=== Texto apresentado ===
- - - - -
Ao que parece, novos dados biográficos sobre Gregório de Mattos estão
condicionados ao aparecimento de novos documentos. Por que alguns
registros-chave, como o de batismo e óbito do poeta não são encontrados?
F.R.P. - As lacunas sobre a vida
de Gregório de Mattos de certo modo já foram preenchidas, quando fiz a revisão
da biografia escrita no século XVIII por Manuel Pereira Rabelo. Se estes dados,
de registro de nascimento e óbito, não foram encontrados é porque essa
documentação deve ter perecido. A certidão de batismo deveria estar aqui, no
arquivo da cúria metropolitana, e hoje não se encontra mais. O registro de
óbito deveria estar em Recife, onde ele faleceu. Eu estive pesquisando aqui na
Bahia, em Pernambuco, em Portugal e o que pude encontrar sobre Gregório de
Mattos foi, como disse Antônio Houaiss, o suficiente para uma reescritura da
biografia do poeta. Creio que a data de nascimento e a de morte já estão
suficientemente fixadas.
Nestes 13 anos desde a publicação da revisão biográfica de Gregório de
Mattos, de sua autoria, surgiram muitos dados novos? O que poderia ser
acrescentado em uma nova edição?
F.R.P. - Esses fatos novos já
surgiram e foram acrescentados em outras publicações que fiz. Alguns documentos
estão, como costumo dizer, na encubadora, porque, em verdade, um trabalho em
cima de fontes primárias é um trabalho lento. Temos que checar as informações
documentais de todas as maneiras possíveis. De 1983 para cá, muita coisa já foi
acrescentada. Por exemplo, o fato de Gregório de Mattos ter sido provedor da
Santa Casa de Misericórdia de uma vila portuguesa, Alcácias do Sal, onde ele
foi juiz de fora. A descoberta de uma terceira sentença dele, publicada pelo
jurista do século XVII Emanuel Alvares Pegas. O levantamento que fiz mais
sistemático sobre a família extensiva do poeta, da questão referente ao
processo inquisitorial contra ele, de 1865. Todos esses dados serão acrescidos
a uma nova edição ou, quem sabe, a um desenho novo do poeta.
Que tipo de documentação se encontra no Brasil? Há informações sobre a
passagem do poeta no Colégio da Bahia, dos jesuítas?
F.R.P. - Infelizmente não existe
nada, porque quando os jesuítas saíram daqui, no século XVIII, deixaram a
biblioteca e o arquivo. Vilhena, cronista da Bahia do século XVIII, nos informa
que os papéis do colégio foram vendidos para serem usados como embrulho de
gêneros na área do Terreiro de Jesus e no Pelourinho. Toda documentação
primária, levantei basicamente em Portugal, em Coimbra e em Lisboa. Há aqui um
registro no arquivo da Santa Casa da Misericórdia da Bahia, quando ele entrou
para irmão da Santa Casa. Este é o único documento primário. As outras
informações relativas a Gregório existentes na Bahia, estão, algumas delas,
publicadas nas atas e cartas dá Câmara da Cidade do Salvador, hoje a Câmara de
Vereadores. Há muita informação sobre ele, que foi Procurador da Bahia,
defendeu os interesses dos proprietários de engenho de cana e defendeu o quanto
pode a criação de uma universidade na Bahia, no século XVII. Registros não só
dele, também de seu pai, avô, e irmãos estavam em documentos cujos originais já
não existem mais, mas por sorte foram Publicados pela Prefeitura Municipal da
Cidade de Salvador.
- - - - -
=== Dados fornecidos ===
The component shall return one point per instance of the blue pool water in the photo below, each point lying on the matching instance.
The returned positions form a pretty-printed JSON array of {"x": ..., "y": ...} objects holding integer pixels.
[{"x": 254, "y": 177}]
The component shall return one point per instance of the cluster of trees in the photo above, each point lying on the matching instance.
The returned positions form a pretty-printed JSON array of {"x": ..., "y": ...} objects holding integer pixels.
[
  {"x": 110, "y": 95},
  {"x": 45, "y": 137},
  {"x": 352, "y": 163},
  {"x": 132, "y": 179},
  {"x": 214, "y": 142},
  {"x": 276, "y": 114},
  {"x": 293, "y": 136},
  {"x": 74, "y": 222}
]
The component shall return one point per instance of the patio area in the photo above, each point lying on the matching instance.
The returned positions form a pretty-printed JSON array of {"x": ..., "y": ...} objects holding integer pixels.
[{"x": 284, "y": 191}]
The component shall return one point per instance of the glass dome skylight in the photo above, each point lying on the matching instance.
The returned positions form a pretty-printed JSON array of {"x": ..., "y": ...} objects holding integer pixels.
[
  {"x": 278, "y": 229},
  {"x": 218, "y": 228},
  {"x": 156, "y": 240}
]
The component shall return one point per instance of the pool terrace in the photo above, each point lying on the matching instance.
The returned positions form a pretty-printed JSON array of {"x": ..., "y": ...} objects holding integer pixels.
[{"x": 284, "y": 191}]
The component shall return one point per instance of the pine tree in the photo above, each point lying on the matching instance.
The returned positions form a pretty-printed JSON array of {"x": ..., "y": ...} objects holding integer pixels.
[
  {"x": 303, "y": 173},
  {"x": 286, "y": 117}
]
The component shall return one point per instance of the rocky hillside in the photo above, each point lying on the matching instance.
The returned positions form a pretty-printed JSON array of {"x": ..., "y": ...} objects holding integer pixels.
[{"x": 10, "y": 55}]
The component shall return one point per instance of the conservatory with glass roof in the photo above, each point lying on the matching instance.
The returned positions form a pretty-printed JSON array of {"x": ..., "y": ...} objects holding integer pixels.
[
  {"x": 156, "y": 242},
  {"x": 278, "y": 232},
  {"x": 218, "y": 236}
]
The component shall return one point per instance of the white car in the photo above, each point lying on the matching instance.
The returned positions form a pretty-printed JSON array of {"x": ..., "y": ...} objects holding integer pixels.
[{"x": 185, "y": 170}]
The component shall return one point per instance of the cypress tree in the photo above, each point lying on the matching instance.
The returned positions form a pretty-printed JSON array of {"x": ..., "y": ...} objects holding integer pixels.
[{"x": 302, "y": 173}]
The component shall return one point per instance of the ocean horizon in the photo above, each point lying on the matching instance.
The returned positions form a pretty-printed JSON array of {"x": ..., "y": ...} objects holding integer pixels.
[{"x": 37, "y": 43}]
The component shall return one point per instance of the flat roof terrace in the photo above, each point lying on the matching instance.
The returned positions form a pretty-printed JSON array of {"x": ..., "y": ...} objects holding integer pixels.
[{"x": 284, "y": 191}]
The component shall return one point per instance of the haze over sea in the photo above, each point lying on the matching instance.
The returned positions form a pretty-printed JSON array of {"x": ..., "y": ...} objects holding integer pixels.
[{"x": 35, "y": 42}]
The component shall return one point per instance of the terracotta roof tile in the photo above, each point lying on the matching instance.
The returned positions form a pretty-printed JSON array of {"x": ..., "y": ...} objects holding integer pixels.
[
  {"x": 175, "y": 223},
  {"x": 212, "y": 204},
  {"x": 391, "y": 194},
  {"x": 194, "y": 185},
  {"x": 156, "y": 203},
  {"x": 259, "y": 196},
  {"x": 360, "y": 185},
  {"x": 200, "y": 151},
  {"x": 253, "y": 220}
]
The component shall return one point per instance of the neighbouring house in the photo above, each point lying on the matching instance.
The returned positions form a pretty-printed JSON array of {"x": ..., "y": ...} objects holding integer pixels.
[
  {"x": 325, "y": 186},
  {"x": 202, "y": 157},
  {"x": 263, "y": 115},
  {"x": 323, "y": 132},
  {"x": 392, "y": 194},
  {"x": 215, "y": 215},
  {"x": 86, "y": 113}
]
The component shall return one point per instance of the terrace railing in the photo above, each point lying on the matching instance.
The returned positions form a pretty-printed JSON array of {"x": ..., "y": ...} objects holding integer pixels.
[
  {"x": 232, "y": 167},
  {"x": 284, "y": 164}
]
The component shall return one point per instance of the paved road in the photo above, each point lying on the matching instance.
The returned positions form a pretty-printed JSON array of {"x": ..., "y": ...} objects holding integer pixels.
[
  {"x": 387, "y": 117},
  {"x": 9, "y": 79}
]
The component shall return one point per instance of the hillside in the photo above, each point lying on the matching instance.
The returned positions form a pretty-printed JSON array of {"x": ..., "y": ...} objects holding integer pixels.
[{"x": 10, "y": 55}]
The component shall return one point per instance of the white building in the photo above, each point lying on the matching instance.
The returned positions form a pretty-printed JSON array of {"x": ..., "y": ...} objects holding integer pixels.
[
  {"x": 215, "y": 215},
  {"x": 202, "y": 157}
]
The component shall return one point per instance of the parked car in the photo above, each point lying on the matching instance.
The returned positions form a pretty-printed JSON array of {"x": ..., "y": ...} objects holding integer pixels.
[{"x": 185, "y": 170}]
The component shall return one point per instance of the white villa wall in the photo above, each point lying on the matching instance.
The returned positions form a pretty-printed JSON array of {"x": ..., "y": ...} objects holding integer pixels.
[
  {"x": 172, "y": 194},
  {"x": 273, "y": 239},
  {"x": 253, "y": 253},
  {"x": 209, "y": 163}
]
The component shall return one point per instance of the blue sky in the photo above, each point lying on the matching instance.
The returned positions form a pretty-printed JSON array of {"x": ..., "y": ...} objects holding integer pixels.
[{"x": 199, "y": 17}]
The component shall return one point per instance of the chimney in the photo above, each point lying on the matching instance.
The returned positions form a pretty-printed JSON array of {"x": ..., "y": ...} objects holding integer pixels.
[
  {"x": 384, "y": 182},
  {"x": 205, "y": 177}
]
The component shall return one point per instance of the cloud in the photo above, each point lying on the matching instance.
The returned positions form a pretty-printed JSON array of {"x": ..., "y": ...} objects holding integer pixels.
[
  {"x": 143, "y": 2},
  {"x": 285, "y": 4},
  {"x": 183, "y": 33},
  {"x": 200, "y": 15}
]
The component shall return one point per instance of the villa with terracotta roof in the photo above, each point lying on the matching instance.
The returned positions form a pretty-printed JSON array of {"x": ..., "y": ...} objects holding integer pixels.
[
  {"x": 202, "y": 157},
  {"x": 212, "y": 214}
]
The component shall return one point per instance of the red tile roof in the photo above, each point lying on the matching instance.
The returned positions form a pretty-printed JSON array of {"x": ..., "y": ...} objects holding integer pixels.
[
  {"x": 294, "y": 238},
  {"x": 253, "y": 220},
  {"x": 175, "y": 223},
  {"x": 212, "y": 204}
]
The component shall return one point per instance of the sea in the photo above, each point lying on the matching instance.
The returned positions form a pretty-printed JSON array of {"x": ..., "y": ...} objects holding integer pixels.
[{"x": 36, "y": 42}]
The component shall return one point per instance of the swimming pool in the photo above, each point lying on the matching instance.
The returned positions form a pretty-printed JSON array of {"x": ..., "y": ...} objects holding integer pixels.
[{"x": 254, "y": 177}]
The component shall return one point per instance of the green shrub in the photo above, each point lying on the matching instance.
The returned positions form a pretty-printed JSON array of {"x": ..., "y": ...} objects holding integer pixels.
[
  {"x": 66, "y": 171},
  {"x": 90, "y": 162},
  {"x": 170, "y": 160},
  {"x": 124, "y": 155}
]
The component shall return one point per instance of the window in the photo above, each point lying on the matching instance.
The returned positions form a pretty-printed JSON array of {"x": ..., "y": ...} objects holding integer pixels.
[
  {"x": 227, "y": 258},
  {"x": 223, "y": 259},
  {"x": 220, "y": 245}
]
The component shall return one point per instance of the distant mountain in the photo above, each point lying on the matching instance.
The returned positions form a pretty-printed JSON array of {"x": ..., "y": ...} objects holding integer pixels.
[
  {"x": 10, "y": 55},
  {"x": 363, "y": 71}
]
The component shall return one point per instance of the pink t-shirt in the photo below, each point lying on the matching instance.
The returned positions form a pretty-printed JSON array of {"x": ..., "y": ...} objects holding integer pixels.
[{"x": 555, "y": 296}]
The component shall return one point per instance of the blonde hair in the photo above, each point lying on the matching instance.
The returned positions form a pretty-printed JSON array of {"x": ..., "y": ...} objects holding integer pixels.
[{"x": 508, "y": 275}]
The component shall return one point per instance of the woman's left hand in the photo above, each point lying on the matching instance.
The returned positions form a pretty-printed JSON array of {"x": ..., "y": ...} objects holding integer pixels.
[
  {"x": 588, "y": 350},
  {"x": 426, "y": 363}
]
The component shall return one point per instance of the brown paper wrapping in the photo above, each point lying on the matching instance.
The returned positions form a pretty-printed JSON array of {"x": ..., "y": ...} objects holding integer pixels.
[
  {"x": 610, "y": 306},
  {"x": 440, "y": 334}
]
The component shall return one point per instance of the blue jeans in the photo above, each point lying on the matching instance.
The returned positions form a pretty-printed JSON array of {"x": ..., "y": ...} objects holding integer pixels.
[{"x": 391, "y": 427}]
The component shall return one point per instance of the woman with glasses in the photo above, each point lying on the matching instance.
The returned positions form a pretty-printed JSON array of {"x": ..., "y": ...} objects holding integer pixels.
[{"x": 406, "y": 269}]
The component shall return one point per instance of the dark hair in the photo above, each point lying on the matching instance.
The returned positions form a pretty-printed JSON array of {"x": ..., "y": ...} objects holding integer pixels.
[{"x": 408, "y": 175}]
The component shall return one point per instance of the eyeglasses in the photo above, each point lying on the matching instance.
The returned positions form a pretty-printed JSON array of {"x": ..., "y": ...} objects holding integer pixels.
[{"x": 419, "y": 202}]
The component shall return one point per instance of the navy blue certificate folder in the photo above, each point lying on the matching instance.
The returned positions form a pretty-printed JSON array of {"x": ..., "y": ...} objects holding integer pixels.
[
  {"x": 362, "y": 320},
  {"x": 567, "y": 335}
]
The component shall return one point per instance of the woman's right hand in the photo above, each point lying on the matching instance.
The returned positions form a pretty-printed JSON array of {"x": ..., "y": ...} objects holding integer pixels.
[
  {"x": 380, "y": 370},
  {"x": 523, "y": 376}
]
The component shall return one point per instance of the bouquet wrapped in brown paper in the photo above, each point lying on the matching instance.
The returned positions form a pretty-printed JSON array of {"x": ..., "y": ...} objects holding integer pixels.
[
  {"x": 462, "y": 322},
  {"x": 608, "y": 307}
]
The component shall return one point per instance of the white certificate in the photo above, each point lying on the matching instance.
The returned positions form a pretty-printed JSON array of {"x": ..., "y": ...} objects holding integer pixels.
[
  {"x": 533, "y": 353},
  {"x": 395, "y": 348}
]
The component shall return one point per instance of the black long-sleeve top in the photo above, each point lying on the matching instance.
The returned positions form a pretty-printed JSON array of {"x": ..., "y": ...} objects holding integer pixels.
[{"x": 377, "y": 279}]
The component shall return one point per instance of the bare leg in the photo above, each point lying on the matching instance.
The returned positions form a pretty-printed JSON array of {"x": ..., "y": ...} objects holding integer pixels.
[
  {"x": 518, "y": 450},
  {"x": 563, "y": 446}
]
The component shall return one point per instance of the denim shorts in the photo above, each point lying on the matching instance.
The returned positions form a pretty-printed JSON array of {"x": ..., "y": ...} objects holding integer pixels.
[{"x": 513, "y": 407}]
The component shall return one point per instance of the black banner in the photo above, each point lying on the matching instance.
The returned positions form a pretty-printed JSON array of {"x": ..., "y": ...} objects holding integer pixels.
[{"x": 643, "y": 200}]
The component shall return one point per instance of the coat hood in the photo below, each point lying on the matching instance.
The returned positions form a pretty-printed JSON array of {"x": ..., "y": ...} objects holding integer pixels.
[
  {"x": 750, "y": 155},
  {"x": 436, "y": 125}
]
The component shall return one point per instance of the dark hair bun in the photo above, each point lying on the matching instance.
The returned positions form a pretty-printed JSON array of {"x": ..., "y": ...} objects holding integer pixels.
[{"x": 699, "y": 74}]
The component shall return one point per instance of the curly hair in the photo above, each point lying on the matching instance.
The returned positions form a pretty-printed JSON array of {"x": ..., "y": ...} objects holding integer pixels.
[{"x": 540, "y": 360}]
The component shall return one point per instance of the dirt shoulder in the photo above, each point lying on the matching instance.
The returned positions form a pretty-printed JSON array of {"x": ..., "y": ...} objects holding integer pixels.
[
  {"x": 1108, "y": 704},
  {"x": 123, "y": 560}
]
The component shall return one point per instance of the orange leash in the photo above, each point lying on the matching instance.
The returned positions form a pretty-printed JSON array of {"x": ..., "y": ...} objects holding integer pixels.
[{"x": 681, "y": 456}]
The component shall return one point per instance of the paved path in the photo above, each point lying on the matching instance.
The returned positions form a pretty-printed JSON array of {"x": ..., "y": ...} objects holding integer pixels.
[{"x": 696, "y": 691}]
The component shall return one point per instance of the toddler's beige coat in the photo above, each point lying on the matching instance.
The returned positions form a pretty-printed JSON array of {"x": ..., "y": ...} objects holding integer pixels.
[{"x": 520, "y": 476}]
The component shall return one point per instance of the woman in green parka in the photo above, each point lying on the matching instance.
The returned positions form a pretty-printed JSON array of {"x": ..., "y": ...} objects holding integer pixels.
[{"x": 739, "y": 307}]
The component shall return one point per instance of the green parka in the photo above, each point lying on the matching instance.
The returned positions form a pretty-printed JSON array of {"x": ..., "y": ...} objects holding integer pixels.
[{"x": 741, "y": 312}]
- - - - -
=== Instruções ===
A - Diga se cada afirmação concorda com a entrevista sobre Gregório de Mattos, respondendo sim ou não e citando literalmente as palavras do texto que decidem a questão: (i) o registro de óbito do poeta deveria estar em Recife; (ii) os papéis do Colégio da Bahia foram levados pelos jesuítas para Portugal; (iii) o entrevistado considera que as datas de nascimento e de morte do poeta continuam desconhecidas.
B - Transcreva sem alterações o trecho da entrevista sobre Gregório de Mattos que se inicia nas palavras que contêm "F.R.P. - As" e termina em "suficientemente fixadas.".
C - Escreva a continuação da entrevista sobre Gregório de Mattos a partir do ponto em que ela termina.
A listagem não tem nenhum papel nesta tarefa.

=== Resultados ===
A -
(i) Sim: "O registro de óbito deveria estar em Recife, onde ele faleceu."
(ii) Não: "os papéis do colégio foram vendidos para serem usados como embrulho de gêneros na área do Terreiro de Jesus e no Pelourinho."
(iii) Não: "Creio que a data de nascimento e a de morte já estão suficientemente fixadas."

B -
F.R.P. - As lacunas sobre a vida
de Gregório de Mattos de certo modo já foram preenchidas, quando fiz a revisão
da biografia escrita no século XVIII por Manuel Pereira Rabelo. Se estes dados,
de registro de nascimento e óbito, não foram encontrados é porque essa
documentação deve ter perecido. A certidão de batismo deveria estar aqui, no
arquivo da cúria metropolitana, e hoje não se encontra mais. O registro de
óbito deveria estar em Recife, onde ele faleceu. Eu estive pesquisando aqui na
Bahia, em Pernambuco, em Portugal e o que pude encontrar sobre Gregório de
Mattos foi, como disse Antônio Houaiss, o suficiente para uma reescritura da
biografia do poeta. Creio que a data de nascimento e a de morte já estão
suficientemente fixadas.

C -
E sobre o magistrado Gregório de Mattos?
F.R.P. - Sobre o juiz de fora,
juiz do cível, representante do Brasil nas cortes, há documentação em Portugal
— na Torre do Tombo ou na Biblioteca Nacional de Lisboa. É o caso do documento
do casamento dele em Lisboa, que era absolutamente ignorado. É um documento
autógrafo no qual ele diz ter 25 anos, em 1661, o que resolveu a questão da
data de nascimento. Outro documento precioso é o de batismo de uma filha
natural que ele teve em Lisboa, com uma mulher chamada Francisca. Os arquivos
portugueses são organizados. No Brasil, lamentavelmente, não guardaram essa
documentação dos séculos XVI e XVII. Está quase toda ela destruída pelo tempo,
pela umidade, pelos insetos, pelos fungos, pelo desleixo.
Fernando Rocha Peres - pesquisador sobre Gregório de Matos |
Há pesquisadores portugueses debruçados sobre a biografia de Gregório
de Mattos?
F.R.P. - Sobre a biografia, não
que eu saiba. Está havendo hoje em Portugal e, podemos dizer, em grande parte
da Europa — na Itália, Alemanha, Noruega, Espanha — um interesse pela obra do
poeta. Pela obra apógrafa que ficou guardada nos manuscritos existentes em
Portugal, no Brasil, na Biblioteca Nacional, e pelo manuscrito agora existente
na Bahia, datado de 1775. São manuscritos feitos por copistas portugueses ou
baianos. Acredito que os documentos fundamentais já estejam suficientemente
assentados, levantados. Mas, poderá surgir, em um ou outro arquivo ainda não
organizado, público ou particular, uma documentação que venha a esclarecer
determinados detalhes da vida de Gregório de Mattos.
Há uma polêmica entre críticos, quanto a situar Gregório de Mattos com
poeta brasileiro. É possível que expressões do nosso vernáculo e a incorporação
de vocábulos africanos e indígenas — elementos presentes nos poemas de Gregório
— tenham ocorrido nos apógrafos e não partido do poeta?
F.R.P. - Não, evidentemente estes
poemas, na sua grande maioria, podem ser atribuídos a Gregório. Podem ser até
mesmo datados com base em seus conteúdos. Expressões da língua nativa, mais
falada na costa do Brasil, vocabulário africano, vocabulário espanhol — já que
todo português letrado era bilíngüe tudo isso compondo, junto com o latim e o
francês uma babel de falares que os poetas naquela época usavam, não elide o
Gregório de Mattos. Ao contrário, isso é típico do barroco e aqueles que querem
defender a brasilidade do poeta, o fazem por esse viés de que ele é um barroco
brasileiro, nativo, ou, como eu mesmo cheguei a dizer, um barroco gentio. Ao se
expressar, na sua poesia, com esses falares ele revelou urna realidade local.
Há uma poesia de Gregório de Mattos feita em Portugal, anterior a 1682, e uma
poesia na Bahia depois daquele ano. Só resta fazer um cotejo entre o que está
publicado de outros poetas. Já se sabe o que foi atribuído a Gregório mas é de
autoria de Tomaz Pinto Brandão, ou de Dom Tomás de Noronha, ou outros poetas,
até mesmo dos quais não se possa indicar o nome.
Seria mais fácil se Gregório de Mattos tivesse publicado em vida seus
poemas sacros, ou os líricos?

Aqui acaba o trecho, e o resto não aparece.